— Document excerpt —
---
Use sheet names as headings
If you check this option, Calc2xhtml will insert the name of each sheet as a heading above the sheet in the xhtml document.
Save sheets in separate files
If you select this option, Calc2xhtml will produce a separate file for each sheet, otherwise all sheets will be exported to the same xhtml file. In any case, a simple navigation panel showing all sheet names will be added.
Each of the exports provides the possibility to use a custom format/style. Currently you have to manually edit a configuration file to define it. All three exporters uses a configuration file in the user installation folder for OOo.
On unix-like systems this folder will usually be something like
home directory/.OpenOffice.org2/user
or
home directory/.OpenOffice.org/3/user
On Windows it will usually be something like
C:\Documents and Settings\username\OpenOffice.org2\user
or
C:\Documents and Settings\username\OpenOffice.org\3\user
(Note that this directory may be hidden.)
Writer2LaTeX uses a file named writer2latex.xml, and Writer2xhtml and Calc2xhtml shares a file named writer2xhtml.xml. These files are created automatically the first time you use the custom configuration.
See section 4 for the structure of the configuration file.
Advanced users may add further formats/styles to the lists in the export dialog. This is done using configuration packages, which are custom extensions to OOo containing further configurations for Writer2LaTeX or Writer2xhtml.
A configuration package can contain:
A configuration file for Writer2LaTeX or Writer2xhtml, see section 4.
An xhtml template (Writer2xhtml only).
An OOo template.
An OOo registry file to glue the parts together.
The Writer2LaTeX distribution contains a sample configuration package xhtml-config-sample.oxt that demonstrates this.
As a demonstration of the principles of configuration packages, you can install this into OOo using the Extension Manager:
If you export to xhtml, the dialog will show an additional entry Sample custom style in the Style list.
---
— Prompt 1 —
Answer these questions from the documentation on the OOo export filters:
(a) Which file does Writer2LaTeX use for its configuration?
(b) What is added in every case, whether or not sheets are saved in separate files?
(c) What is the name of the sample configuration package in the Writer2LaTeX distribution?
— Prompt 2 —
Based on the documentation on the OOo export filters, explain how advanced users can add further formats or styles to the lists in the export dialog, and what makes that possible.
— Prompt 3 —
Continue the documentation on the OOo export filters, starting after its final sentence.
The lines that come after this text are not needed.

— Data —
---
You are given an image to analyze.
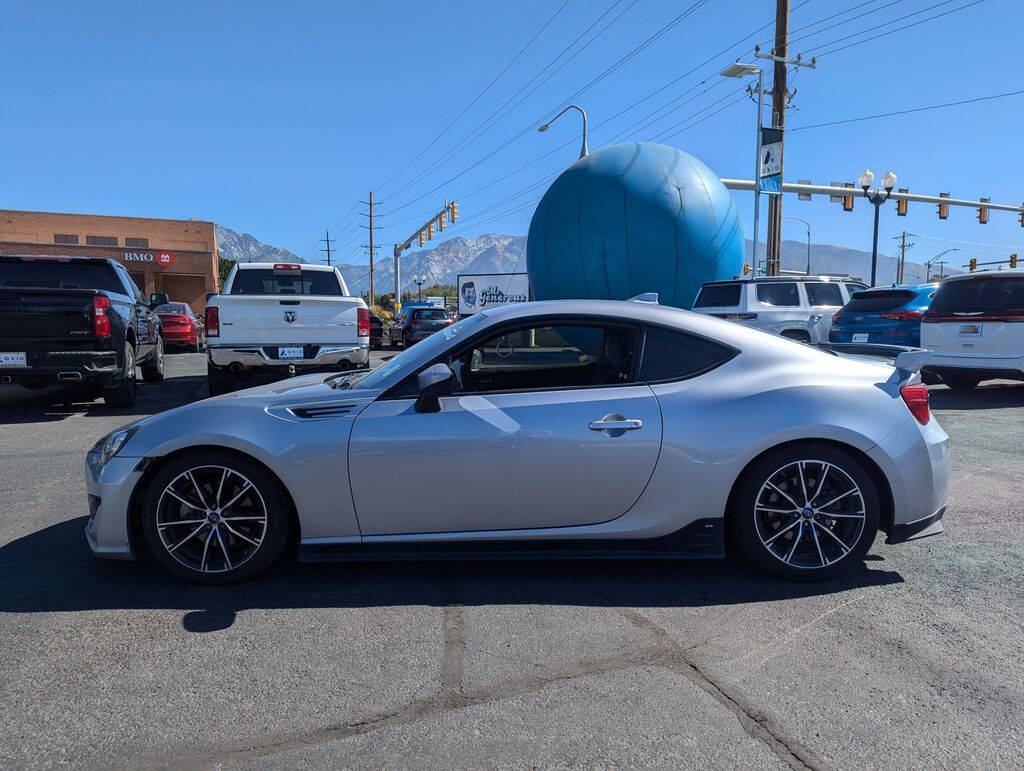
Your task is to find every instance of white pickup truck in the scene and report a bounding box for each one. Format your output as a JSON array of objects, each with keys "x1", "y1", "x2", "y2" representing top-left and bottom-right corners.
---
— Output 1 —
(a) writer2latex.xml
(b) A simple navigation panel showing all sheet names.
(c) xhtml-config-sample.oxt

— Output 2 —
Advanced users add further formats or styles by using configuration packages. These work because they are custom extensions to OOo that contain further configurations for Writer2LaTeX or Writer2xhtml.

— Output 3 —
If you open Templates and Documents in OOo you will find a new folder xhtml-sample-config. This folder contains a Writer template. If you create a document based on this template, Sample custom style will be preselected when you export to xhtml.
You can create your own configuration package based on this sample. Use a zip utility to unpack the extension. The following explains the individual parts of the sample configuration package.
This files identifies the extension in OOo. For your own configuration package you should choose a unique name for the identifier and a version number, eg.
<?xml version="1.0" encoding="UTF-8"?>
<description
xmlns="http://openoffice.org/extensions/description/2006"
xmlns:d="http://openoffice.org/extensions/description/2006">
<identifier value="MyConfigPackage" />
<version value="1.0" />
</description>
These files should be left unchanged.
Put your OOo Writer template in this folder (it is recommended to use a subfolder with a descriptive name). You may add more that one templates, and if you don't want to include a Writer template you may leave it empty (do not delete the folder).
Put your Writer2LaTeX/Writer2xhtml configuration in this folder. If you are using Writer2xhtml, you should also put your xhtml template here.
This is the central configuration file that glues together the content of the configuration package. See the following example for an explanation of the structure.
<?xml version='1.0' encoding='UTF-8'?>
<oor:component-data oor:name="Options"
For LaTeX, Writer2xhtml should be replaced by Writer2LaTeX here:
oor:package="org.openoffice.da.Writer2xhtml"
xml:lang="en-US"
xmlns:oor="http://openoffice.org/2001/registry"
xmlns:xs="http://www.w3.org/2001/XMLSchema">
XhtmlOptions may be replaced by XhtmlOptionsCalc or LaTeXOptions:
<node oor:name="XhtmlOptions">
<node oor:name="Configurations">
The configuration needs a unique name (you may define several configurations in the same package):
<node oor:name="myconfig1" oor:op="replace">
You can define options which are normally set in the filter dialog. In that case you can lock (disable) the corresponding parts of the dialogs. To do so, add a comma separated list of options as value here. See below for the options that can be locked for each of the three filters.
<prop oor:name="LockedOptions" oor:type="xs:string">
<value></value>
</prop>
The DisplayName is the name displayed in the style/format list in the filter dialog.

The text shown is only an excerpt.